**What is being asked**
In the records below, find the line that contains "label the cardboard". Retype that line and all the lines after it through the end, leaving out the pictures.

_ _ _ _

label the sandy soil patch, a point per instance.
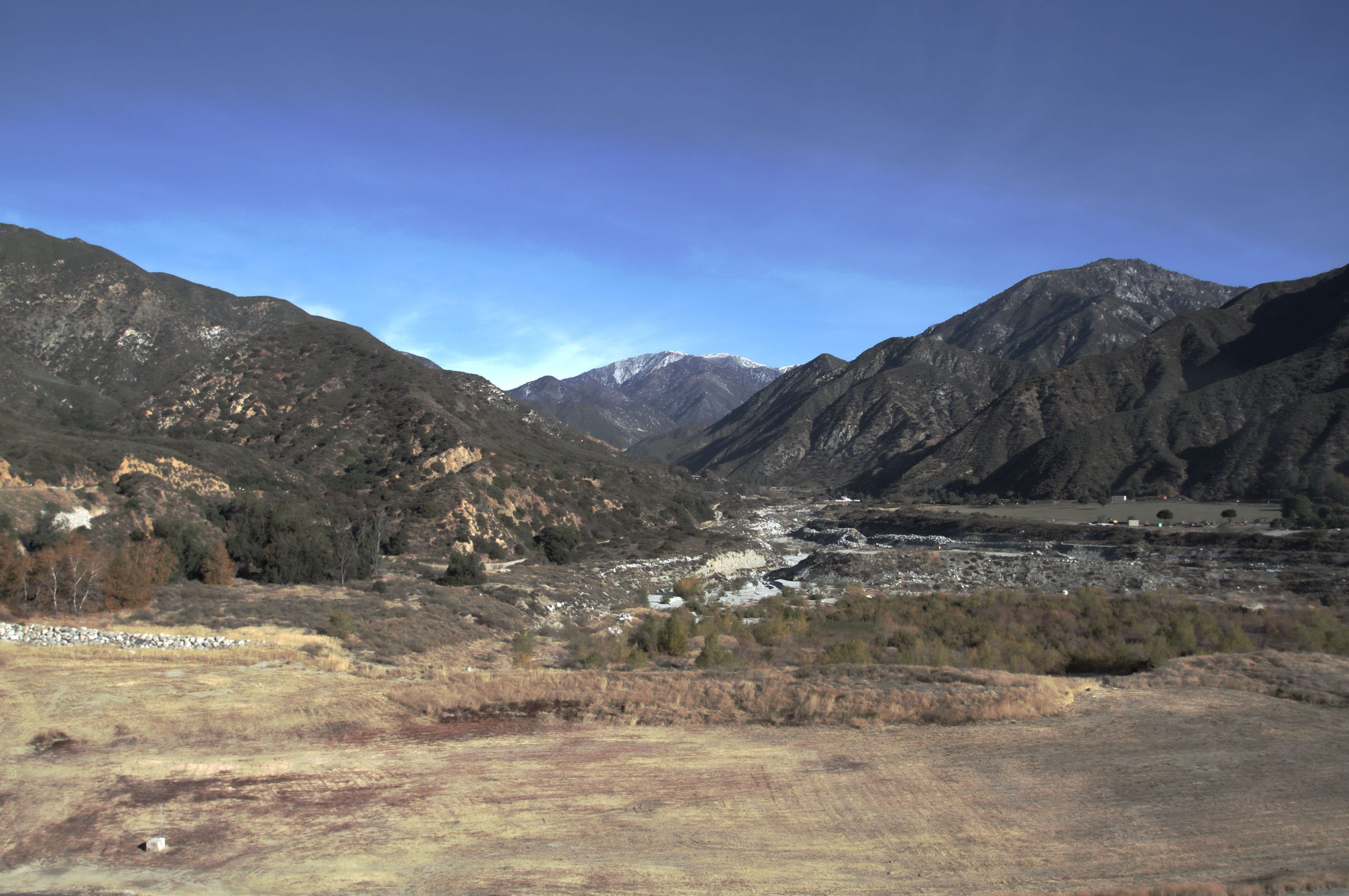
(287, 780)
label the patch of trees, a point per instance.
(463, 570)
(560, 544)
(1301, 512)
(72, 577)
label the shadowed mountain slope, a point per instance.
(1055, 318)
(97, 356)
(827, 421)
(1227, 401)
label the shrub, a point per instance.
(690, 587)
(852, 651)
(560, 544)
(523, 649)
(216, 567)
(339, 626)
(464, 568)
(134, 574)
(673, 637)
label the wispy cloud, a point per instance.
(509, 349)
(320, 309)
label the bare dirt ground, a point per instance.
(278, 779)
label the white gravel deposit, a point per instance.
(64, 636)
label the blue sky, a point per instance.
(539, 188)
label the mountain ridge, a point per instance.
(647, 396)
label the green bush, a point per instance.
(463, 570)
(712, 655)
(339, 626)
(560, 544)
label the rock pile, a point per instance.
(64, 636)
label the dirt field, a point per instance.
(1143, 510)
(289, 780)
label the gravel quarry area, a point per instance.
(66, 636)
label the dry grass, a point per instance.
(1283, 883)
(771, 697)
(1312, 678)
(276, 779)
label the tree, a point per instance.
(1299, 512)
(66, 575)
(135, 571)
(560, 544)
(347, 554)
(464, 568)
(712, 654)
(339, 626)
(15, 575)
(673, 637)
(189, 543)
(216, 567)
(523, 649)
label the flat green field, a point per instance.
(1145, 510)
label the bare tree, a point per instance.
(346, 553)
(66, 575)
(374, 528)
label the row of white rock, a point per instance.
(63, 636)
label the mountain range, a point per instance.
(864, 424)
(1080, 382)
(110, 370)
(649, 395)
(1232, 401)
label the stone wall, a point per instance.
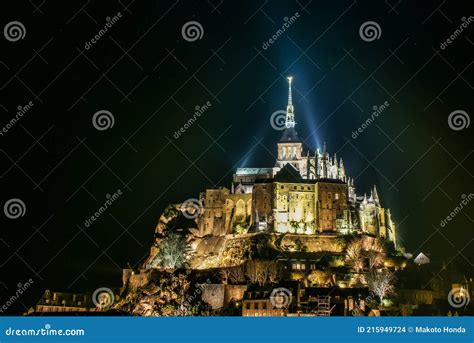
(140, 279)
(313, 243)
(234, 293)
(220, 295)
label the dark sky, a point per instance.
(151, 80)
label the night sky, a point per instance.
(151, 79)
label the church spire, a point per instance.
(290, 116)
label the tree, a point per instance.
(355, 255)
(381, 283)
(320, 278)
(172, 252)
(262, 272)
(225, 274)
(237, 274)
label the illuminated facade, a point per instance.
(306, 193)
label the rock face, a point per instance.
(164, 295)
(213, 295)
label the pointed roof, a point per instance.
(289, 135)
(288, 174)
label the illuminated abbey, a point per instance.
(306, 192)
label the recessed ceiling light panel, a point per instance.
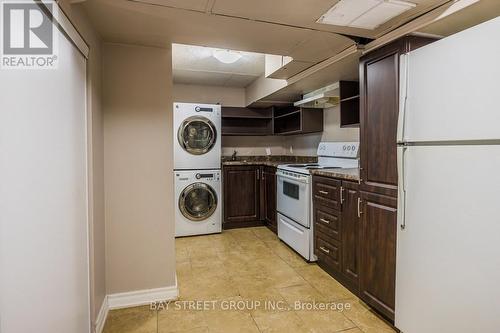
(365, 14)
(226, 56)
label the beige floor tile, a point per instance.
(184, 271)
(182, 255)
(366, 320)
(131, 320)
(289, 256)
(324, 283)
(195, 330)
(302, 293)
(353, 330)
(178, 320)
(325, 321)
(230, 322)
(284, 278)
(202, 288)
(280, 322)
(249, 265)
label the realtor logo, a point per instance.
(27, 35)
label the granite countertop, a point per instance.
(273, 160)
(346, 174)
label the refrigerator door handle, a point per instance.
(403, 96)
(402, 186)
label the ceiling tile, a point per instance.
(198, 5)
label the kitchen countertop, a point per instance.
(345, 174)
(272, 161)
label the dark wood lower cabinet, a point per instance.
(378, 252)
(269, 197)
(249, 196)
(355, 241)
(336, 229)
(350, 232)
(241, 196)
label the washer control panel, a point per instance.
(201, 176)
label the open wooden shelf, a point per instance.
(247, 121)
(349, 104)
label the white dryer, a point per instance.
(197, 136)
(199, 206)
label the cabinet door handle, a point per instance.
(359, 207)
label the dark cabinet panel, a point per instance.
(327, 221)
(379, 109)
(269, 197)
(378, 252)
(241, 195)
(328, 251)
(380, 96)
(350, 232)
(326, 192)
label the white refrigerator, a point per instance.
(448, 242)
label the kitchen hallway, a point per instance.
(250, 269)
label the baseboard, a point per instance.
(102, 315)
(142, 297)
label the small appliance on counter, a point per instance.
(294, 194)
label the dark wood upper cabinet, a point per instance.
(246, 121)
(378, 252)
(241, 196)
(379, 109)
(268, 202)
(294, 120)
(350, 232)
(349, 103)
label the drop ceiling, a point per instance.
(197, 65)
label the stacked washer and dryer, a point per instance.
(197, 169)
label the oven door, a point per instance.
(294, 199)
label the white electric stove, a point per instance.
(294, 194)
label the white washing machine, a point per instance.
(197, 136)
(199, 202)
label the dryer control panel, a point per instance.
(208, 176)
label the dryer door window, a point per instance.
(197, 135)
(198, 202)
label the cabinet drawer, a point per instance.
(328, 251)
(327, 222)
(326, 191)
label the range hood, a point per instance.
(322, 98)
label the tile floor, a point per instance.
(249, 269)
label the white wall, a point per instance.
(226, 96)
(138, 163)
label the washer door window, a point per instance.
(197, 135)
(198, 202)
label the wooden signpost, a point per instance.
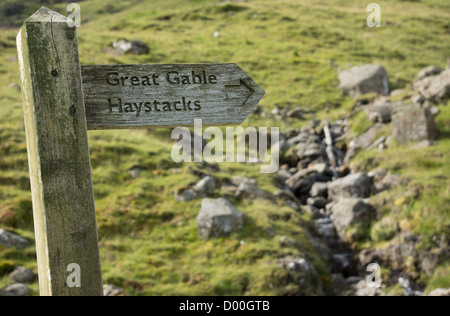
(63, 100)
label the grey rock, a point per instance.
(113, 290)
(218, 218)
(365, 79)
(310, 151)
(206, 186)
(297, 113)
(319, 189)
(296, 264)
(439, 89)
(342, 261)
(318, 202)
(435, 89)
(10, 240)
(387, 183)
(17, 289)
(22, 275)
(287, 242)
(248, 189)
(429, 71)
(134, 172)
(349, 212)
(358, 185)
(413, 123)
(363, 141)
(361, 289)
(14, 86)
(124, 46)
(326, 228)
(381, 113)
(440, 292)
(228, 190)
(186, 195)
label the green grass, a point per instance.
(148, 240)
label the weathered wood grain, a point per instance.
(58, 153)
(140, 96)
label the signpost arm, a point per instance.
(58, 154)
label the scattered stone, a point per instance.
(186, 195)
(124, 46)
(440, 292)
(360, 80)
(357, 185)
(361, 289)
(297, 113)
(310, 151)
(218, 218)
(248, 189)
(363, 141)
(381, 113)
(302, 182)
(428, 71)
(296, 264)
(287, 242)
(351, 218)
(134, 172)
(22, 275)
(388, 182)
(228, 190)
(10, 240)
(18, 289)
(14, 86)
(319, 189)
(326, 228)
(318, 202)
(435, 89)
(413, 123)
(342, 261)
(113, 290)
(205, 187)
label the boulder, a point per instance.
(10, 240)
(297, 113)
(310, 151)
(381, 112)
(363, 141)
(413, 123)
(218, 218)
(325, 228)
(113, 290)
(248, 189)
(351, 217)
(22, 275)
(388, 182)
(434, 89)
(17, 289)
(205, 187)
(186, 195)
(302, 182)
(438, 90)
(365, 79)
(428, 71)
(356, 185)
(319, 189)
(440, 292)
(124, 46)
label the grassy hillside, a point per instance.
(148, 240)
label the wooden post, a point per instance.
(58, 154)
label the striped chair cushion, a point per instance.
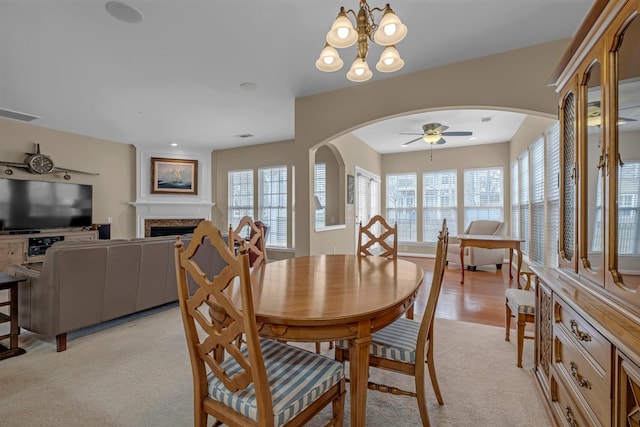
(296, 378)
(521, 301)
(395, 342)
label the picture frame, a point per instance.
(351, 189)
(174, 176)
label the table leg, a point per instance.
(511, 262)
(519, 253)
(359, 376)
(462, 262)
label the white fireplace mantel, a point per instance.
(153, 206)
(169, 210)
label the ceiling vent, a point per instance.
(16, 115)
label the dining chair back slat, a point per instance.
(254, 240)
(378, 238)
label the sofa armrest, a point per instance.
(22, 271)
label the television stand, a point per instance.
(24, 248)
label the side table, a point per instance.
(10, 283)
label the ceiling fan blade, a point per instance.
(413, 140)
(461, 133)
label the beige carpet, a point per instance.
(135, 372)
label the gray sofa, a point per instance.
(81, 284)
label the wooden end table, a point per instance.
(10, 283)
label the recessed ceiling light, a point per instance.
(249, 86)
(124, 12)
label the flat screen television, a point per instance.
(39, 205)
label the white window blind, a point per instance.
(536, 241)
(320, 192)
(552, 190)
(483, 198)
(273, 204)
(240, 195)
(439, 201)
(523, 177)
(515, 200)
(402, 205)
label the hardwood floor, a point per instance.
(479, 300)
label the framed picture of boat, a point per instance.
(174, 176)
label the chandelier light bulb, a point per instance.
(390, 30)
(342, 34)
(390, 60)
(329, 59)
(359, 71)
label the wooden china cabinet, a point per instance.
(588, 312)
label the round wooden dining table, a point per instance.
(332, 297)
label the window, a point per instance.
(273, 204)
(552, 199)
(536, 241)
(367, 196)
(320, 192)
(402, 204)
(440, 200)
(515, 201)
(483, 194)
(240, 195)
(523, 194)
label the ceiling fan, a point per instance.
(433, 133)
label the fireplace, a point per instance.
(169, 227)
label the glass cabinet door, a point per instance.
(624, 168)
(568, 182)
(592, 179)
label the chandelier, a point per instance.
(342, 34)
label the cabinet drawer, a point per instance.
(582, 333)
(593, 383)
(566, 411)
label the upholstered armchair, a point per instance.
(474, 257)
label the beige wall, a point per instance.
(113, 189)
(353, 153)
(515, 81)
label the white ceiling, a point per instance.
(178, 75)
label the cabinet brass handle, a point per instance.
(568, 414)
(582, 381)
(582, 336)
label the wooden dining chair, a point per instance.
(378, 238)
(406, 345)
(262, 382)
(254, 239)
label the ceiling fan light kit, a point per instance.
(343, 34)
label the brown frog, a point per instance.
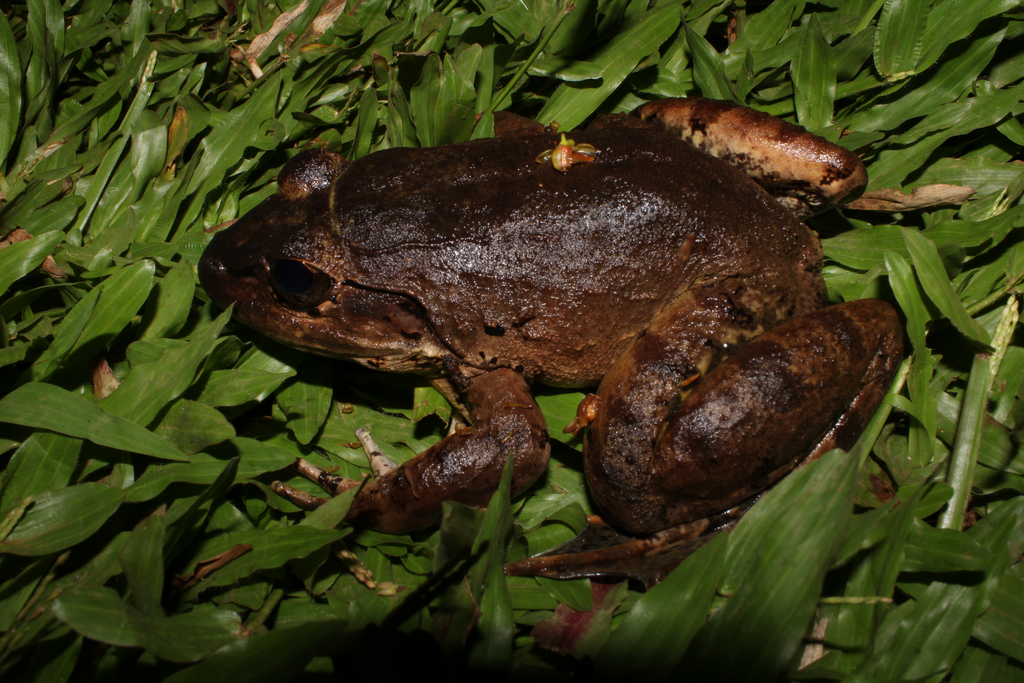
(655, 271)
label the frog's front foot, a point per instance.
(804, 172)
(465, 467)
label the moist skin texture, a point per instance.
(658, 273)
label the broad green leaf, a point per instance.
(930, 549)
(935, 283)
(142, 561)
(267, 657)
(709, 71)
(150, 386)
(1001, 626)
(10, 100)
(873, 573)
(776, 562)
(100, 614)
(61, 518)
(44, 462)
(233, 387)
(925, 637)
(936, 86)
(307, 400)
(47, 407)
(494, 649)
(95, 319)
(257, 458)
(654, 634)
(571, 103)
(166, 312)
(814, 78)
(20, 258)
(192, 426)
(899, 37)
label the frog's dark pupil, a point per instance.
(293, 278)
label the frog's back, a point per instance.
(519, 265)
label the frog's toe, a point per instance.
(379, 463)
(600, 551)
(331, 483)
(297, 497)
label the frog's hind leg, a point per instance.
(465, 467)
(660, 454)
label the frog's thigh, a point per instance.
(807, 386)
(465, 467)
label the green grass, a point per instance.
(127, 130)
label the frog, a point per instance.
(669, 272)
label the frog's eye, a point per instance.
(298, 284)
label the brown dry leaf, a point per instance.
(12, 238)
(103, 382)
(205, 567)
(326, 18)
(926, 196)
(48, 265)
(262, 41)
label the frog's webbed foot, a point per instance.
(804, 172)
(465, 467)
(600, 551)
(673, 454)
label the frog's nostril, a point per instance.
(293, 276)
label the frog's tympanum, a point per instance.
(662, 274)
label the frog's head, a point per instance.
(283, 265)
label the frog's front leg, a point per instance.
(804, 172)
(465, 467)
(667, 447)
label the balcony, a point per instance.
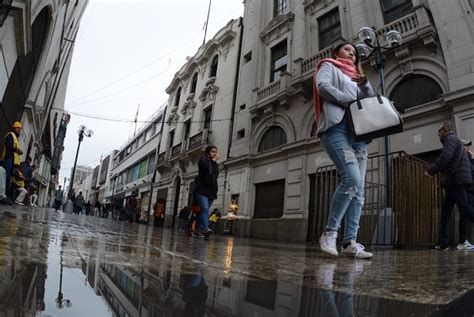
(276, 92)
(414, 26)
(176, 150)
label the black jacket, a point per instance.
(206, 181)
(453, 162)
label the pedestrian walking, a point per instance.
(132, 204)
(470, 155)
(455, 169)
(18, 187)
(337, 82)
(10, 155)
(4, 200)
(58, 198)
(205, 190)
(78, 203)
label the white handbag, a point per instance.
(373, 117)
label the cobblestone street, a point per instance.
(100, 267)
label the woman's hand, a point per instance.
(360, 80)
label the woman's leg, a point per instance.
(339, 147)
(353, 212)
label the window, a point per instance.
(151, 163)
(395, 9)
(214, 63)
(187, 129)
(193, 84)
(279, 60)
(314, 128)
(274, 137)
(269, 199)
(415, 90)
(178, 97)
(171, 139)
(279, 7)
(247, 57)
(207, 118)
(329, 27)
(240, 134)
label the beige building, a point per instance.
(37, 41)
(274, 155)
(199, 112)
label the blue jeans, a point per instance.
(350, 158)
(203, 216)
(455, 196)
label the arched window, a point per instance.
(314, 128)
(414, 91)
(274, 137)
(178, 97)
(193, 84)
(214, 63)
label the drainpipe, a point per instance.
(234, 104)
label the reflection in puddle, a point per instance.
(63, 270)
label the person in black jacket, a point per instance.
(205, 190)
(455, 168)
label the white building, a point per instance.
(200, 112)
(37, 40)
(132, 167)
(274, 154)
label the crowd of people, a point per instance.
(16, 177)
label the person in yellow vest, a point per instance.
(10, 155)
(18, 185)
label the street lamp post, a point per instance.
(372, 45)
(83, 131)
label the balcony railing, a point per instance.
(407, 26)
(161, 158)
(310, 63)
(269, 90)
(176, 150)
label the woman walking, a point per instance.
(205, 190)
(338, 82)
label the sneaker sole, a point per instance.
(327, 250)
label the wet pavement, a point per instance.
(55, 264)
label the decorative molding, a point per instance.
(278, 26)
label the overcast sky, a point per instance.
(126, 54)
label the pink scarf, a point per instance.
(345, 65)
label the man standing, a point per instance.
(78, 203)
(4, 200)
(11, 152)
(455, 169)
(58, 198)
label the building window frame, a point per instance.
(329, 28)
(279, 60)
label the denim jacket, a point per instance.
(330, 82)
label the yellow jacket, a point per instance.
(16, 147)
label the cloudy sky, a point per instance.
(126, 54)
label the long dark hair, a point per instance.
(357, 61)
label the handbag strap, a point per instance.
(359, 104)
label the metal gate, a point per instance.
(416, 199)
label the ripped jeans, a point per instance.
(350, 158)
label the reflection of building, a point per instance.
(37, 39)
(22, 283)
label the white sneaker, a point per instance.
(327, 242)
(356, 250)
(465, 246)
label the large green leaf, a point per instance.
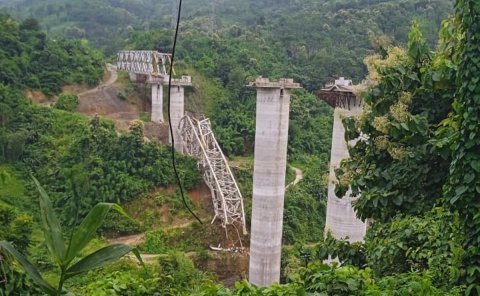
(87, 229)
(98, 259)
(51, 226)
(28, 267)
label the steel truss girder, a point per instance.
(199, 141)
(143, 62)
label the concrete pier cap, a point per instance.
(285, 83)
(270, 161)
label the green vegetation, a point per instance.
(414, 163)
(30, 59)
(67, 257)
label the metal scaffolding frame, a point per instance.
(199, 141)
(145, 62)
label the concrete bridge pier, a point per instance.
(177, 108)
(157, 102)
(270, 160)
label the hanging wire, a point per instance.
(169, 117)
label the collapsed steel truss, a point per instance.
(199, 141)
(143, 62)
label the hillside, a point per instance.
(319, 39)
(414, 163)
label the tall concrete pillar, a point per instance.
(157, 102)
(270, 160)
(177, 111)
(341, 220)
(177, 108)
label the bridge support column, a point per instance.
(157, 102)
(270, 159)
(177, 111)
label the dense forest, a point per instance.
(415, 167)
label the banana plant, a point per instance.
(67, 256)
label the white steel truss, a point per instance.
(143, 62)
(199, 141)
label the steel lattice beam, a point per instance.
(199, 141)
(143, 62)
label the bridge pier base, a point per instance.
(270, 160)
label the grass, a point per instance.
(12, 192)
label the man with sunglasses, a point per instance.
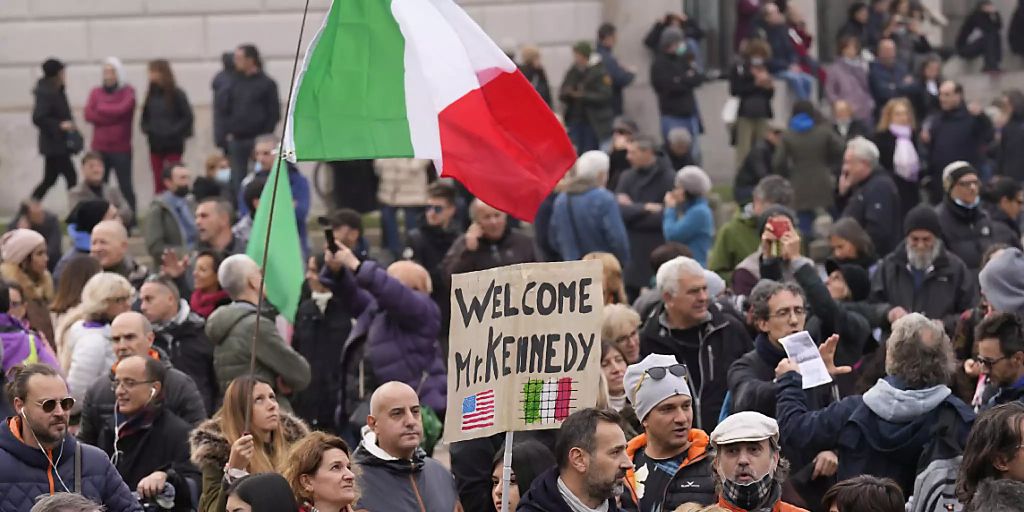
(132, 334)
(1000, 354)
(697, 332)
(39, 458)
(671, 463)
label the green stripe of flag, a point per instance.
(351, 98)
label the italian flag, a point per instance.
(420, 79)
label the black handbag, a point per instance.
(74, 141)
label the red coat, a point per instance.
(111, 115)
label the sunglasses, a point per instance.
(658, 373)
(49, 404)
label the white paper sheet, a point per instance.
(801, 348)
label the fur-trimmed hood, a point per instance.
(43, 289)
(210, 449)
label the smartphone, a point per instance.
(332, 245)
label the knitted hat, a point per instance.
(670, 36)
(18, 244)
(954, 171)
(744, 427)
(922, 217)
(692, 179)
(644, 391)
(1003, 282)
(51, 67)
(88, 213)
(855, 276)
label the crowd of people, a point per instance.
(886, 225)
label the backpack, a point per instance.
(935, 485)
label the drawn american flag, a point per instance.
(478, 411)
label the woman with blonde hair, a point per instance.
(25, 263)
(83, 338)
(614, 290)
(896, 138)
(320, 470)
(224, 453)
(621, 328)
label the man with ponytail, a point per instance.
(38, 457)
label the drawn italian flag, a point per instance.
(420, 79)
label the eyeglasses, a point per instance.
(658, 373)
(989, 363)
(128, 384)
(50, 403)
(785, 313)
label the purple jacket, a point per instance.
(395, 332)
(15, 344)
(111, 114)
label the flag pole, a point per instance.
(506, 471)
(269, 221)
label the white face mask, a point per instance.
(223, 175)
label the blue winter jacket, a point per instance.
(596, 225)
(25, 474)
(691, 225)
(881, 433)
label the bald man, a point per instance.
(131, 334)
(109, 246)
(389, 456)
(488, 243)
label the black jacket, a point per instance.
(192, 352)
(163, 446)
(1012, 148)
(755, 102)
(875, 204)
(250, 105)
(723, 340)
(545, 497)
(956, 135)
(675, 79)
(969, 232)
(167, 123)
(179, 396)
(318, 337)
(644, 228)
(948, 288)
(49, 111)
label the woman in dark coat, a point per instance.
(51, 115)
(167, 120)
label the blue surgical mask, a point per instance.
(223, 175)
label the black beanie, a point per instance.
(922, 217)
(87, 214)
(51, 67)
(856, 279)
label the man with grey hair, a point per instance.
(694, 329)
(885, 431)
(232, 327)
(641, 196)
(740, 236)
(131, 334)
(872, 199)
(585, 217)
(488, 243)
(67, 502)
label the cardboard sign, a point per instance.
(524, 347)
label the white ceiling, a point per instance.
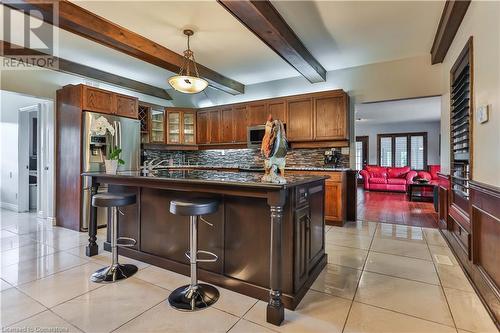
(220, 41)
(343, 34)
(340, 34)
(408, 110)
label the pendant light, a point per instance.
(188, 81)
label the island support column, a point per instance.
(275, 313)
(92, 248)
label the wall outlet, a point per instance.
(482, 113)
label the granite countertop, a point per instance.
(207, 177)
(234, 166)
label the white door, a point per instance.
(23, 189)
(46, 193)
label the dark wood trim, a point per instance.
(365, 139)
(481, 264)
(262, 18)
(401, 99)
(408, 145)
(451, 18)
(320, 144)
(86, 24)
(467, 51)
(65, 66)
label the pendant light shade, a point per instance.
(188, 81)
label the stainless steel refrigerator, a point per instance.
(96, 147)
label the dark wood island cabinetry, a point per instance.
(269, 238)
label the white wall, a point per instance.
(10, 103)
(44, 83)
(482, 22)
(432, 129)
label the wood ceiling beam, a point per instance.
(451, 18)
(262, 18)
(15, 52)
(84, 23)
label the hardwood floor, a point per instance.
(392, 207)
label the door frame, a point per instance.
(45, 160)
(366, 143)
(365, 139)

_ _ _ _

**Complete output**
label the cardboard sign, a point per instance.
(524, 347)
label the white ceiling, a point per instance.
(220, 41)
(343, 34)
(340, 34)
(408, 110)
label the pendant light, a point per instance.
(188, 81)
label the island support column, a point per instance.
(275, 313)
(92, 248)
label the wall outlet, a point per instance.
(482, 113)
label the granite countertop, a point per instance.
(207, 177)
(234, 166)
label the white door, a point per instance.
(23, 189)
(46, 193)
label the dark wood trim, a point per instance.
(365, 139)
(481, 264)
(262, 18)
(401, 99)
(408, 145)
(451, 18)
(320, 144)
(86, 24)
(467, 51)
(65, 66)
label the pendant light shade, a point per instance.
(188, 81)
label the stainless steel refrigerator, a point per instance.
(96, 147)
label the dark wood island cabinetry, a point per instance.
(269, 238)
label the white wall, a point per instance.
(10, 103)
(44, 83)
(482, 22)
(432, 129)
label the wood ceiling beam, a point per instance.
(451, 18)
(262, 18)
(15, 52)
(84, 23)
label the hardwood floor, a point per instance.
(392, 207)
label the door frame, a point per instance.
(45, 160)
(366, 143)
(365, 139)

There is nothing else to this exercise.